— Exercise materials —
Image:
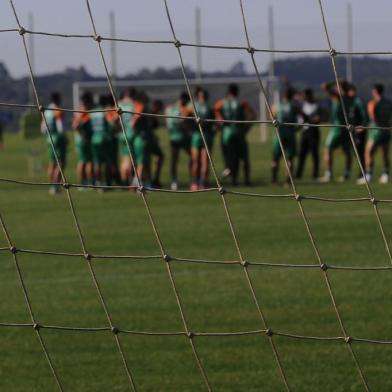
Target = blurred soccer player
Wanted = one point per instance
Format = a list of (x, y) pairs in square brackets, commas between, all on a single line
[(142, 139), (310, 138), (112, 172), (231, 109), (127, 105), (200, 162), (156, 150), (286, 112), (179, 134), (243, 147), (82, 126), (54, 121), (338, 135), (99, 140), (380, 111), (360, 121)]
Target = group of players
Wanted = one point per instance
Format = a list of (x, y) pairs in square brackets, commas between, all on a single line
[(351, 123), (121, 146)]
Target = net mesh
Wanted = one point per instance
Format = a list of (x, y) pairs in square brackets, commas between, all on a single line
[(222, 193)]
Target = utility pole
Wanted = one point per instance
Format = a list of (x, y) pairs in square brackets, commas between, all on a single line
[(349, 58), (113, 53), (271, 39), (31, 50), (199, 64)]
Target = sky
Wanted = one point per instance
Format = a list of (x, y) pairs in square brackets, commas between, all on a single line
[(297, 26)]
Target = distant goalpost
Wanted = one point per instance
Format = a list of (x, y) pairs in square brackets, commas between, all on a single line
[(168, 90), (266, 330)]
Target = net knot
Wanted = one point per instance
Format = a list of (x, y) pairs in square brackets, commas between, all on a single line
[(269, 332), (351, 128), (324, 267), (221, 190)]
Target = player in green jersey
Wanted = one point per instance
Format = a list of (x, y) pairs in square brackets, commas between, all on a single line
[(178, 134), (112, 170), (286, 112), (53, 128), (126, 103), (361, 120), (156, 150), (338, 135), (99, 139), (380, 113), (200, 162), (142, 140), (230, 109), (82, 126)]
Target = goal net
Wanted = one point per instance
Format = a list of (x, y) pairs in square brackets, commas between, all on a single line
[(168, 91)]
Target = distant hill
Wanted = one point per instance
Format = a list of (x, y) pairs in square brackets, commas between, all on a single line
[(300, 71), (312, 71)]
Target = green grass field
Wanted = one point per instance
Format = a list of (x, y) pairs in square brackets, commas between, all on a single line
[(216, 298)]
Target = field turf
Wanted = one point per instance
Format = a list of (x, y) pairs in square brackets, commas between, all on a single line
[(215, 298)]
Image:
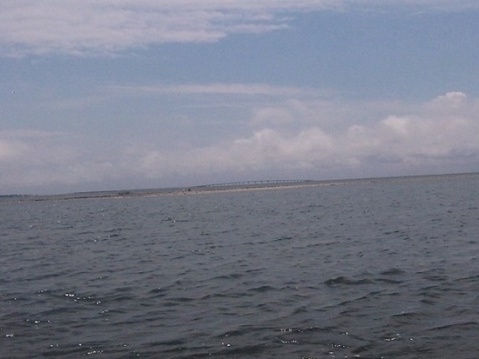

— What is required —
Copy every line of the rows above word for word, leaving out the pictures.

— Answer to this task —
Image:
Target = blurred soccer player
Wanted = one point per instance
Format = a list of (x, y) pairs in square brackets, commas between, all on a single line
[(142, 139), (310, 138), (112, 172), (231, 109), (127, 105), (200, 162), (156, 150), (286, 112), (179, 134), (243, 147), (82, 126), (54, 121), (338, 135), (99, 140), (380, 111), (360, 121)]
Target = group of players
Wanted = one point per instance
Format = a list of (x, y) pairs in square brackets, commas between, all on a single line
[(351, 123), (121, 146)]
Target = net mesh
Wanted = one point per instance
Format = a list of (x, y) pairs in square brackets, commas between, all on a single line
[(222, 193)]
Target = utility pole
Wanted = one point per instance
Format = a list of (x, y) pairs in square brackets, commas between, all on a single line
[(349, 58), (113, 53), (271, 39), (31, 50), (199, 64)]
Target = sky
Wanted = one point per instance
Format = a list of (x, y) pairs in square brackets, commas between, all on a single line
[(297, 26)]
Target = distant goalpost
Wanted = one point per instance
Format = a list of (x, y) pairs in square brackets, commas between, all on a single line
[(168, 90), (266, 330)]
Target = net knot
Wanted = one point per instance
Format = a list of (x, y) pairs in square brackets, commas between, all on a single line
[(269, 332), (351, 128), (324, 267), (221, 190)]
Target = player in green jersey
Wanted = one point per instance
Format = a list of (x, y) pairs in square brackets, commas between, all on a single line
[(178, 134), (112, 170), (286, 112), (53, 128), (126, 103), (361, 120), (156, 150), (338, 135), (99, 139), (380, 113), (200, 162), (142, 140), (230, 109), (82, 126)]
Target = goal net
Wanted = one point per instance
Format = a list of (x, y) pairs in square brackets, commas between, all on a single line
[(168, 91)]
Target = distant hill
Wanted = one point per instance
Format = a list of (x, y) pairs in square brackets, commas between, all on a single line
[(300, 71), (312, 71)]
Target = green grass field
Wanted = one point per instance
Format = a list of (x, y) pairs in square brackets, commas between, all on a single line
[(216, 298)]
Target = field turf
Wanted = one point per instance
Format = a list of (x, y) pairs in square brackets, commas between, all on a single line
[(215, 298)]
Image:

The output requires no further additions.